A term limitation was first imposed in 1976 when the canons were amended to provide for a twelve-year term (four triennia); this was amended in 1994 when the term was shortened to nine years. Our current Presiding Bishop was elected in 2006 and her term will end at the General Convention of 2015 when her successor will be elected.

In the past, the election has been by the House of Bishops with the House of Deputies concurring. Nominees were selected by the Bishops and the method of nomination and the balloting kept secret. At the last General Convention, it was decided that the whole church should be involved in the nomination process and a “joint commission” was created to select nominees consisting laity, clergy, and bishops. In the current budget of the church the princely sum of $226,000 is set aside for the expenses of this nominating committee. At the 2015 convention, because there has been no change in the Constitution or canons governing the process, the House of Bishops will elect and the election will be reported to the House of Deputies for its concurrence. Laity and clergy will not actually vote for the Presiding Bishop; they will “rubber stamp” the House of Bishops choice — the House of Deputies has never failed to concur in a Presiding Bishop election.

There are calls now to democratize the process further by amending the canons to provide that the PB be elected by both Houses of the General Convention, the House of Deputies voting “by orders” (which means the lay deputies and clergy deputies vote separately); to be selected, a nominee would need a majority of the votes of the bishops, a majority of clergy votes, and a majority of lay votes. (A “vote by orders” in the House of Deputies is a complicated and structurally conservative process actually requiring more than a simple majority, but that’s too much to think about this morning.)

I read about the drawing of lots by the Apostles in the first chapter of Acts and I begin to question the complication and expense of the processes we have devised . . . . Do they really work any better?

## Excerpts of pointing data

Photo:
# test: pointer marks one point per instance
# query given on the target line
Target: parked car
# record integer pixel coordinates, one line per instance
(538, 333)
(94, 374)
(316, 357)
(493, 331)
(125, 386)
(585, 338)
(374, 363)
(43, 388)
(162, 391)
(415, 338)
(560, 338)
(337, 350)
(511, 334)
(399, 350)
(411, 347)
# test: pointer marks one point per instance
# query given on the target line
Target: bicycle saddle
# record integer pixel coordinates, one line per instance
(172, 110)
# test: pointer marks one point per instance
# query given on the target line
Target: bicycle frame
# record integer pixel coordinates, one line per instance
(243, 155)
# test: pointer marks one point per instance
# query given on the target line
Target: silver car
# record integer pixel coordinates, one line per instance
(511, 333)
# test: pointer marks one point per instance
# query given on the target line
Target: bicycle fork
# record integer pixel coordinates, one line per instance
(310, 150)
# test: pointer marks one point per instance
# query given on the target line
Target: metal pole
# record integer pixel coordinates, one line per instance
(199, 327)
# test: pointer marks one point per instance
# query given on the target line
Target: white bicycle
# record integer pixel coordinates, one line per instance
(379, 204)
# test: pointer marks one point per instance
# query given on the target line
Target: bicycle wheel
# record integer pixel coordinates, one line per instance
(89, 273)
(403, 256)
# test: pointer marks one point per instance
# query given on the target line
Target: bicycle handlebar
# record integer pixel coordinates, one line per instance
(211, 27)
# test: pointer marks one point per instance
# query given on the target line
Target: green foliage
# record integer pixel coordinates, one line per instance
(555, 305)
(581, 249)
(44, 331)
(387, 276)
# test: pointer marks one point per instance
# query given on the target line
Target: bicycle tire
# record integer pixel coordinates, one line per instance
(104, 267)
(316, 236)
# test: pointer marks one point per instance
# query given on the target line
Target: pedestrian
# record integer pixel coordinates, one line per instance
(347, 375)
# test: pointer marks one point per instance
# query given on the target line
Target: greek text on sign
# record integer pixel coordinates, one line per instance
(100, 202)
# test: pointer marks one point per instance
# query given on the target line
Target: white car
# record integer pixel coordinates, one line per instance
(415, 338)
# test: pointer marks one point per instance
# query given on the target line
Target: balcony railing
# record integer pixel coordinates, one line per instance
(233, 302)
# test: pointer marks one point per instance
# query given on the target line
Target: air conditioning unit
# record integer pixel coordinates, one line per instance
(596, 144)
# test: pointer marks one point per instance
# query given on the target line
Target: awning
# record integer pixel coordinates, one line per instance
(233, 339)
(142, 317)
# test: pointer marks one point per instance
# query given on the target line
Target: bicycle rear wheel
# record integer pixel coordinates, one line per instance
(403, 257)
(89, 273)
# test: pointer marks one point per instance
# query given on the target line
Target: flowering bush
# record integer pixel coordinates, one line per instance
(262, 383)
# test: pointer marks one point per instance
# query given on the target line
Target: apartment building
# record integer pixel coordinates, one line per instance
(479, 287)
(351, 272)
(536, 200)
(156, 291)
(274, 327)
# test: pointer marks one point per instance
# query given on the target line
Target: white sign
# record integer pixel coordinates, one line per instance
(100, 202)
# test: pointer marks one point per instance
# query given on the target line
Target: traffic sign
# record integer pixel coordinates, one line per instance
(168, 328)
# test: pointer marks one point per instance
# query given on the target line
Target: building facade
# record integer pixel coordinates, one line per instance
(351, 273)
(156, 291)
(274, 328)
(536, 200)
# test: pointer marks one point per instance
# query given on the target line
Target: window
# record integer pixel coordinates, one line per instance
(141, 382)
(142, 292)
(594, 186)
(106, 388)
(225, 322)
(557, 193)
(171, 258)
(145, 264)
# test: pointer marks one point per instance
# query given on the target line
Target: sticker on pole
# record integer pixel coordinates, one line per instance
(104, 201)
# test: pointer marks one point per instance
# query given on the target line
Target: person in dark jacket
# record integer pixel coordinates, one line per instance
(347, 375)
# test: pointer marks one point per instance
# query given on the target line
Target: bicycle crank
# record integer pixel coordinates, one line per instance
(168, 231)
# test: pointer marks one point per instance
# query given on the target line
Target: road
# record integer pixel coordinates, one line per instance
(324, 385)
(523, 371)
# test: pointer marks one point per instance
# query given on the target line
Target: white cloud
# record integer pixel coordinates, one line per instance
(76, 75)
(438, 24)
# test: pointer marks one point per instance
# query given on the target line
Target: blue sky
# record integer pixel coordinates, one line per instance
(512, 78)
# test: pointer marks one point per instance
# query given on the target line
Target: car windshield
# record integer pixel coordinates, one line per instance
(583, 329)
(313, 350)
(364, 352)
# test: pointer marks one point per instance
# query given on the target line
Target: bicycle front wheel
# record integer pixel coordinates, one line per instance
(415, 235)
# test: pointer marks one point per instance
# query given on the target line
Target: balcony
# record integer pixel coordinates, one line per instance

## TASKS TO PERFORM
1) Rewrite the passage on the Presiding Bishop election, starting at "I read about" and ending at "work any better?", with "Apostles" swapped for "disciples".
2) According to the passage on the Presiding Bishop election, how much does the church's current budget set aside for the nominating committee's expenses?

## RESPONSES TO THE TASKS
1)
I read about the drawing of lots by the disciples in the first chapter of Acts and I begin to question the complication and expense of the processes we have devised . . . . Do they really work any better?

2) $226,000